▸ Instruction
Edit the power-outage text between "I went upstairs" and "cold and dark.", inclusive, and give that span again with "propane heater" changed to "kerosene heater".

▸ Source
>>>>>
However, this neighborhood system still doesn’t equal 24-hour electricity. That’s led us to set up a battery-inverter system to run a few small things during the regular blackouts – things like internet, some light bulbs, and a sound machine for the kids. Beyond this, we have propane stoves and heaters, plus flashlights and candles. A family can actually hold out on battery and flame-powered devices for quite a while. This is what we end up doing when the neighborhood generator breaks down because of extreme temperatures or when the national electricity transformer at the end of our street gets fried by a very unlucky cat (true story). The longest we’ve gone without electricity here is about three days – not bad compared to the Melanesian village I lived in as child. But then again, there are no winters in Melanesia. Nor summers with 120 degree desert heat. In fact, the mountain valley I grew up in was known to have one of the most ideal climates in the world. But I digress.

When we got home from our mountain excursion we saw right away that we had no electricity. I first checked to see if we had tripped a breaker in our courtyard in a power surge. This sometimes happens when national electricity turns on. And it sometimes leads to 2 a.m. electrical fires (once again, true story). Nope, no tripped breaker evidencing a surge. Then I checked to see whether we were on the backup neighborhood generator. An indicator light told me that yes, we were supposed to be on neighborhood power. So I went out to another breaker we have up on a pole across the street to see if we had somehow tripped that one. Negative. Neighborhood power, our backup, wasn’t working for some reason. So I went inside and flipped the switch to the battery lights, our trusty backup of the backup, expecting the battery-wired bulbs to immediately flicker on. Still nothing. Here I started to get a bit concerned. The backup of the backup wasn’t working either. I remembered that a friend had just warned me that it was coming time to replace the huge battery we had bought four years ago for our inverter system. The aging battery must have run out of juice after running for several hours. Now it was completely dead.

I went upstairs to check yet another set of breakers (all fine) and then turned a propane heater in our central room on high. At least we would have some heat. Then I came down and started pulling out all our neglected flashlights and putting fresh batteries in them. With the aid of the flashlights, my ninja wife was able to get our campfire-scented children bathed. We praised God that hot water was left over in the boiler from earlier in the day. We had hot water, some propane left, batteries for the flashlights, and some candles. Not bad, actually. The backups of the backup of the backup were saving the evening. With these things my wife was able to move the kids toward bed (somewhat) as usual. And I was able to start problem-solving the situation, knowing my family wasn’t going to bed in a house that was completely cold and dark.
<<<<<
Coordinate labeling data
>>>>>
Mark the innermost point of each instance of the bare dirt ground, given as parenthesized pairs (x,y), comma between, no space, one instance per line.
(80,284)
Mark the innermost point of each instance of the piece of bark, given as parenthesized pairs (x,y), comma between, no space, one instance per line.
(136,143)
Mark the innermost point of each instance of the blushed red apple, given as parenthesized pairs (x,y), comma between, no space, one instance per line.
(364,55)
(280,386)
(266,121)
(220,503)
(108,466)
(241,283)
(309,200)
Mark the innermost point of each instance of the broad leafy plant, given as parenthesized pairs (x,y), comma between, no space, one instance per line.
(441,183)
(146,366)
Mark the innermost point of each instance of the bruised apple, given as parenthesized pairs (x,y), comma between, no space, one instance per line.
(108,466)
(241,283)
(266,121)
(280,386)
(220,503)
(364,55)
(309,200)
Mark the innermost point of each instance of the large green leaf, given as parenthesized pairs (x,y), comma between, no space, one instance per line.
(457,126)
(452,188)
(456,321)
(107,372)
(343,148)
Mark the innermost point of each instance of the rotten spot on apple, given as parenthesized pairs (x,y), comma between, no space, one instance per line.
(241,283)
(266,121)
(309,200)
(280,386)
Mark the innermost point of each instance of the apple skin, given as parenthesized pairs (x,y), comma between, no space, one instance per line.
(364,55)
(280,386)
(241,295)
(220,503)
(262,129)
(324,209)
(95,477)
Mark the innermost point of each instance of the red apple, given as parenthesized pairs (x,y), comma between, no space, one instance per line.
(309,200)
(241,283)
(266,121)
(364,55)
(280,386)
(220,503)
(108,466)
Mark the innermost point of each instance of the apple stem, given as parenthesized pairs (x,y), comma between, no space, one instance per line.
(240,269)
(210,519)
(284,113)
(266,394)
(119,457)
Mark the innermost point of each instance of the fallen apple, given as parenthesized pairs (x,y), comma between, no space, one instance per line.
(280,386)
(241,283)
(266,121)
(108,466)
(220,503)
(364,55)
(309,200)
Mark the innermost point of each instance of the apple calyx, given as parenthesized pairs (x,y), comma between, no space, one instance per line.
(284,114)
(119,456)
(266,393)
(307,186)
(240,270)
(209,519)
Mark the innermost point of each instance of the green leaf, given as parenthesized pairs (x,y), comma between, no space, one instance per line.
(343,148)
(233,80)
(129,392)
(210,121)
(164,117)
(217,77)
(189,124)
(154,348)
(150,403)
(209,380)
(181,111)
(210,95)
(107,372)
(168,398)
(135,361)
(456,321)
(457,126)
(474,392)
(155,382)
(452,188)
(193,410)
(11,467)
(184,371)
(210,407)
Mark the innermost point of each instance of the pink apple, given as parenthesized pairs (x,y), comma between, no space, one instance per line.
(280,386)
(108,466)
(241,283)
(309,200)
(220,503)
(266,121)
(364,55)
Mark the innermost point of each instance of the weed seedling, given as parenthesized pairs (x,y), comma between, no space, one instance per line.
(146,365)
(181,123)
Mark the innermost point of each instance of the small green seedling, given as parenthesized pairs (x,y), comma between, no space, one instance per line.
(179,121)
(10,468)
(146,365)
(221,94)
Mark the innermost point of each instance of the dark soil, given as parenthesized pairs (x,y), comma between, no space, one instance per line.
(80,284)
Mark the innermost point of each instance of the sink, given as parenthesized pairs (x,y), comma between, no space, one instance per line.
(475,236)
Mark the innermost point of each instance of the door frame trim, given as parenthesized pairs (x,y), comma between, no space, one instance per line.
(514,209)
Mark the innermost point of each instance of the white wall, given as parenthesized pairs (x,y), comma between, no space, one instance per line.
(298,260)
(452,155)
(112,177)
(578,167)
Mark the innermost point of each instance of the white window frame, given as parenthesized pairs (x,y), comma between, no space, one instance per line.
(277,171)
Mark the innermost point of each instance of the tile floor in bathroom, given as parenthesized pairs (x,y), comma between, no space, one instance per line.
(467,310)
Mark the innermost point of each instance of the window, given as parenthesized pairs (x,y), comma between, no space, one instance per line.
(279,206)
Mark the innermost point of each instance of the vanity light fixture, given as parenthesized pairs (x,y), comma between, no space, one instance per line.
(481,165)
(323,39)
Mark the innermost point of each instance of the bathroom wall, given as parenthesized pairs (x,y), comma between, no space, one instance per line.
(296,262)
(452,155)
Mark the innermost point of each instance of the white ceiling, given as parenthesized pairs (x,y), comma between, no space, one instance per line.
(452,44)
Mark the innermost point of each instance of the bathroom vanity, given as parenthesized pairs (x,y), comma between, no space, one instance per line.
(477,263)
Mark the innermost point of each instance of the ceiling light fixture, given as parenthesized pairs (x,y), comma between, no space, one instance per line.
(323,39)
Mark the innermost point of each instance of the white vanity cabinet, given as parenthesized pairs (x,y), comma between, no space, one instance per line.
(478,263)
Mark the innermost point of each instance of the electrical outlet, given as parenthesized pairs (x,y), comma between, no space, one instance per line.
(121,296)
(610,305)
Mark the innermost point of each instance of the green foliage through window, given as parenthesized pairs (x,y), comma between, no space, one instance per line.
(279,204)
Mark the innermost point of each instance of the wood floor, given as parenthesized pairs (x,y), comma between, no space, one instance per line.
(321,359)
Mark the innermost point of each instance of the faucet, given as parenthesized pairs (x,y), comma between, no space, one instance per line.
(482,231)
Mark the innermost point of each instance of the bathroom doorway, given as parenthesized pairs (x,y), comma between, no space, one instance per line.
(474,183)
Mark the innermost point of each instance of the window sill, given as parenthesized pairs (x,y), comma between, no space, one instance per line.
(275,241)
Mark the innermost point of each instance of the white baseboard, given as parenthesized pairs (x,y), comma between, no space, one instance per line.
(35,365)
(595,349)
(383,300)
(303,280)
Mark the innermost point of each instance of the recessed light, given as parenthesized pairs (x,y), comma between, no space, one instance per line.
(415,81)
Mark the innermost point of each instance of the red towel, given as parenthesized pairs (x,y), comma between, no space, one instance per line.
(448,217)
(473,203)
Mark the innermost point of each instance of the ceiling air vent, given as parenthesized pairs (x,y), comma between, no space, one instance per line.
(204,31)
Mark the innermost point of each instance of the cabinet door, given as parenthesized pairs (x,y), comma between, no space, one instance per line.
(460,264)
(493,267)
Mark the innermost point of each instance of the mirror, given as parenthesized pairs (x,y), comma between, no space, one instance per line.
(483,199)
<<<<<
▸ Full solution
I went upstairs to check yet another set of breakers (all fine) and then turned a kerosene heater in our central room on high. At least we would have some heat. Then I came down and started pulling out all our neglected flashlights and putting fresh batteries in them. With the aid of the flashlights, my ninja wife was able to get our campfire-scented children bathed. We praised God that hot water was left over in the boiler from earlier in the day. We had hot water, some propane left, batteries for the flashlights, and some candles. Not bad, actually. The backups of the backup of the backup were saving the evening. With these things my wife was able to move the kids toward bed (somewhat) as usual. And I was able to start problem-solving the situation, knowing my family wasn’t going to bed in a house that was completely cold and dark.